Exercise objective:
What the task requires is each entry, restated exactly.

*** Records shown Section Begins ***

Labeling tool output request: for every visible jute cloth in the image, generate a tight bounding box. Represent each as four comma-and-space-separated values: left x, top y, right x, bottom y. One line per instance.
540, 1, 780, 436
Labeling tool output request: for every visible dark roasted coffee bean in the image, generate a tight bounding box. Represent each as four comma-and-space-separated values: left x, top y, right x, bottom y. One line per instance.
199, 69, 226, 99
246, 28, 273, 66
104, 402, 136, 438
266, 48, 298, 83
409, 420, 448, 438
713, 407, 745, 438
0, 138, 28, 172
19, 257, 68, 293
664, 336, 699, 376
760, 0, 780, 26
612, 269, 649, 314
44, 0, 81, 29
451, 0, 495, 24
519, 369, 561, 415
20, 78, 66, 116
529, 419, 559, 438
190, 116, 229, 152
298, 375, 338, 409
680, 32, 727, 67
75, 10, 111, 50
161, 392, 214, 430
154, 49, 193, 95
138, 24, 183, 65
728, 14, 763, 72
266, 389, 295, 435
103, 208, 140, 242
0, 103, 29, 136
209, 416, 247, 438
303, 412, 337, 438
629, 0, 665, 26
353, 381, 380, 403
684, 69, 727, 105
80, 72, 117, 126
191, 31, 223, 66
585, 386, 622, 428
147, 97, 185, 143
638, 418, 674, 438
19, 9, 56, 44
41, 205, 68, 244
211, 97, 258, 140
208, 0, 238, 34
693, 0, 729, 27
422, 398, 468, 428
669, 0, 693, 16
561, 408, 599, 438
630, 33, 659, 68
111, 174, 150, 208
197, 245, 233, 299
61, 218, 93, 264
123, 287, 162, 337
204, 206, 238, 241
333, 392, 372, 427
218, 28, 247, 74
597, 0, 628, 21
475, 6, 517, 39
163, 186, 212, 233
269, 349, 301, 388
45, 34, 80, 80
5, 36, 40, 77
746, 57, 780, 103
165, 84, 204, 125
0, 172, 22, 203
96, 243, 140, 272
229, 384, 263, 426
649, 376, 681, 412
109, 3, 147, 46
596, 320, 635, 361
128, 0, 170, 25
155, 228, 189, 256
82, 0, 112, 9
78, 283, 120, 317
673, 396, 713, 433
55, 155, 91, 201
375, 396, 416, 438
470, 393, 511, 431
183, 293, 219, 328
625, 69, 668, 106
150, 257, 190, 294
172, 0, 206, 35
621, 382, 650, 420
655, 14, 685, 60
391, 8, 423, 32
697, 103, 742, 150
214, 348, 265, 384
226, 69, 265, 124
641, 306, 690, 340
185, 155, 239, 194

*** Records shown Section Ends ***

Response to the exercise:
Labeling tool output request: for every visible jute cloth in the image, generate a tight bounding box. Represent each as four comma-and-space-separated values: left x, top y, right x, bottom y. One line per instance.
540, 1, 780, 436
Labeling tool output request: for every visible dark roasted coffee bean in the image, generate a tight bounding box. Represent each as four comma-and-space-separated values: left x, top y, right x, bottom y. One line per instance.
199, 69, 226, 99
246, 28, 273, 66
104, 402, 136, 438
266, 48, 298, 83
409, 420, 448, 438
713, 407, 745, 438
0, 138, 28, 172
19, 257, 68, 293
664, 336, 699, 376
760, 0, 780, 26
612, 269, 649, 314
44, 0, 81, 29
451, 0, 495, 24
519, 369, 561, 415
20, 78, 66, 116
529, 419, 559, 438
190, 116, 229, 152
298, 375, 338, 409
680, 32, 727, 67
75, 10, 111, 50
161, 392, 214, 430
154, 49, 193, 95
138, 24, 183, 65
728, 14, 763, 72
266, 389, 295, 435
103, 208, 140, 242
0, 103, 29, 136
209, 416, 247, 438
303, 412, 337, 438
629, 0, 665, 26
353, 381, 380, 403
684, 69, 727, 105
80, 72, 117, 126
191, 31, 223, 66
585, 386, 622, 428
147, 97, 185, 143
638, 418, 674, 438
19, 9, 56, 44
41, 205, 68, 244
211, 97, 258, 140
208, 0, 238, 34
693, 0, 729, 27
422, 398, 468, 428
669, 0, 693, 16
561, 408, 599, 438
630, 33, 659, 68
111, 174, 150, 208
197, 245, 233, 299
61, 218, 93, 264
123, 287, 162, 337
204, 206, 238, 241
333, 392, 372, 427
218, 28, 247, 74
597, 0, 628, 21
475, 6, 517, 39
163, 186, 212, 233
269, 349, 301, 388
45, 34, 80, 80
5, 36, 40, 77
746, 57, 780, 103
165, 84, 204, 125
0, 172, 22, 203
96, 243, 140, 272
229, 384, 263, 426
649, 376, 681, 412
109, 3, 147, 46
596, 320, 635, 361
128, 0, 170, 25
155, 228, 189, 256
82, 0, 112, 9
78, 283, 120, 317
673, 396, 713, 433
55, 155, 91, 201
375, 396, 416, 438
470, 393, 511, 431
183, 293, 219, 328
625, 69, 668, 106
150, 257, 190, 294
172, 0, 206, 35
621, 382, 650, 420
655, 14, 685, 60
391, 8, 423, 32
697, 103, 742, 150
214, 348, 265, 384
226, 69, 265, 124
641, 306, 690, 340
185, 155, 239, 194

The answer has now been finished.